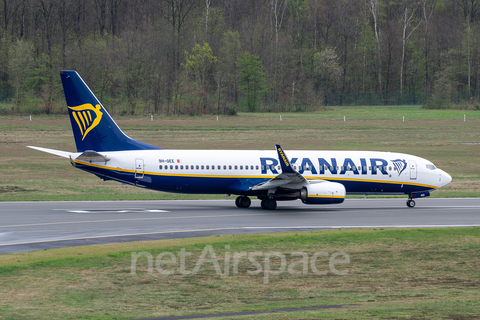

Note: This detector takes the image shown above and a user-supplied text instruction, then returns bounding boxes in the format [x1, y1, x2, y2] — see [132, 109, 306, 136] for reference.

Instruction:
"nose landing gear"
[407, 199, 415, 208]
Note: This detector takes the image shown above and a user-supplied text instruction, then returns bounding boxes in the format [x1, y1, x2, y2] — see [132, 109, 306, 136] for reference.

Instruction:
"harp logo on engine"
[68, 103, 103, 141]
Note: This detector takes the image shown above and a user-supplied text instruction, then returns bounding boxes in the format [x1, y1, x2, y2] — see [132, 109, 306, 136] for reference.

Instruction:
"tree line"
[0, 0, 480, 114]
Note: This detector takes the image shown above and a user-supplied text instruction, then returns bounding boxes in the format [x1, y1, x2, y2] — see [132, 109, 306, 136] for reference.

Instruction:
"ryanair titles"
[260, 158, 407, 175]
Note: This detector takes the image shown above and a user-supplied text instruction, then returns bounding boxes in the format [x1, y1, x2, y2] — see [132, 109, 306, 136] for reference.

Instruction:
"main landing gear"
[235, 196, 277, 210]
[261, 199, 277, 210]
[235, 196, 252, 208]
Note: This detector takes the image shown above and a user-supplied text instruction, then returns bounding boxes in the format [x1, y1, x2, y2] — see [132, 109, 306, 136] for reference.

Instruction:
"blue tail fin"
[60, 71, 160, 152]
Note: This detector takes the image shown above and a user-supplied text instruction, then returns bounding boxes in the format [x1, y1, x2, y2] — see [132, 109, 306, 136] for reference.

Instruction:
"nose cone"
[439, 170, 452, 187]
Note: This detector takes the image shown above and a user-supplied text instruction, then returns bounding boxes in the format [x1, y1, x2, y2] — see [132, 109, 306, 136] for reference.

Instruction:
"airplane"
[29, 71, 452, 210]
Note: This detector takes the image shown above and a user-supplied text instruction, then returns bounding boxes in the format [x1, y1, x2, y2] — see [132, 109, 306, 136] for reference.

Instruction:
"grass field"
[0, 106, 480, 201]
[0, 228, 480, 320]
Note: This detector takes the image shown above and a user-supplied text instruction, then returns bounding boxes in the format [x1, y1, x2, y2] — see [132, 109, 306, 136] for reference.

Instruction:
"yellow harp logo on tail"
[68, 103, 103, 141]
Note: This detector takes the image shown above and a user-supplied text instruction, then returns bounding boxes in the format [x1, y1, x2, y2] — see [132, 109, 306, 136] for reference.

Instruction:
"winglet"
[275, 144, 295, 173]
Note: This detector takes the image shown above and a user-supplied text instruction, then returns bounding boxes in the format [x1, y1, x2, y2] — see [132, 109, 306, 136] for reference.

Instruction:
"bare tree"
[368, 0, 382, 92]
[400, 2, 422, 94]
[421, 0, 437, 92]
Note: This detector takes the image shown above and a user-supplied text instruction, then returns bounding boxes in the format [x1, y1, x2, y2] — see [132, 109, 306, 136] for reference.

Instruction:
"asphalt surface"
[0, 198, 480, 253]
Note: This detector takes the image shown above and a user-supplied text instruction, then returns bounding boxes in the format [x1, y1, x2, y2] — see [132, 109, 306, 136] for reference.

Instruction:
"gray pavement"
[0, 198, 480, 253]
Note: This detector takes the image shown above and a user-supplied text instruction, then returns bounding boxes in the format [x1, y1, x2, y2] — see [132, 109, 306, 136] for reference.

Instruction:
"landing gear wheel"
[235, 196, 252, 208]
[262, 199, 277, 210]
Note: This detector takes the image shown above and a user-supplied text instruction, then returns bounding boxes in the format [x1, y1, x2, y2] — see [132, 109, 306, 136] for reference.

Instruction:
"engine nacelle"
[300, 181, 346, 204]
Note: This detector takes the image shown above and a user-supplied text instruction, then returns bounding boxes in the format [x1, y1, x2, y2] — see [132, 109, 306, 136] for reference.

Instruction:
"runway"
[0, 198, 480, 253]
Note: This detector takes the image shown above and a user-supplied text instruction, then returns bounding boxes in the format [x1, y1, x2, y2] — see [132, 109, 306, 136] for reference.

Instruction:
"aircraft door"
[135, 159, 144, 179]
[409, 160, 417, 180]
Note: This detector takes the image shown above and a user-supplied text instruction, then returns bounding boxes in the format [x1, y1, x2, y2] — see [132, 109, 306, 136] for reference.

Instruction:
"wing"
[250, 144, 308, 191]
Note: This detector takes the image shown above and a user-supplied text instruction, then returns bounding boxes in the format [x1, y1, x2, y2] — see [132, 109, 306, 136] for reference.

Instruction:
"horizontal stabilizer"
[27, 146, 75, 158]
[75, 150, 110, 164]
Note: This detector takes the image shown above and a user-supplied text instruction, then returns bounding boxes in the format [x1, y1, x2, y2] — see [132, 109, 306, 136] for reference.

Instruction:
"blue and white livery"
[30, 71, 452, 210]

■ Set exercise
Please rewrite the listing from its start through the line containing "[439, 170, 452, 187]", both included, scaling every bounding-box coordinate in the answers by 1.4 and rounding to whole numbers with halves going up, while the notes and instructions stay unchanged. Omit the pictures from your output.

■ Output of the exercise
Note: This detector takes the image shown above and a user-supplied text instruction, then returns bounding boxes in the format [x1, y1, x2, y2] — see [132, 109, 306, 136] for reference.

Instruction:
"nose landing gear"
[570, 279, 581, 291]
Note: This detector takes the image shown above and a user-supplied text instruction, then returns bounding boxes in the format [x1, y1, x2, y2] — see [132, 109, 306, 136] for reference.

Instruction:
"harp logo on engine"
[95, 144, 144, 197]
Note: This detector takes the image shown above and a user-supplied text instruction, then returns bounding boxes in the format [x1, y1, x2, y2] — see [132, 109, 306, 136] for reference.

Instruction:
"tree line"
[0, 0, 672, 160]
Note: This detector takes the image shown above and a user-supplied text instruction, then returns bounding boxes in the format [x1, y1, x2, y2] — see [132, 109, 306, 136] for reference.

Instruction:
"ryanair titles"
[364, 221, 570, 245]
Note: This detector takes the image shown above and a user-supplied text instruction, then returns bounding boxes in the format [x1, y1, x2, y2] — see [132, 109, 306, 136] for reference.

Instruction:
"main landing gear"
[329, 274, 388, 294]
[365, 279, 388, 294]
[329, 274, 353, 291]
Note: This detector takes the image shown above and a user-supplied text instruction, then returns bounding boxes in the format [x1, y1, x2, y2] — see [132, 109, 306, 136] for reference.

Instruction:
"blue tail fin"
[84, 99, 224, 213]
Note: This detector takes the image shown above and a user-supplied text instruction, then returns bounding boxes in the format [x1, y1, x2, y2] — see [132, 109, 306, 136] for reference.

Instruction:
"nose cone"
[615, 238, 633, 262]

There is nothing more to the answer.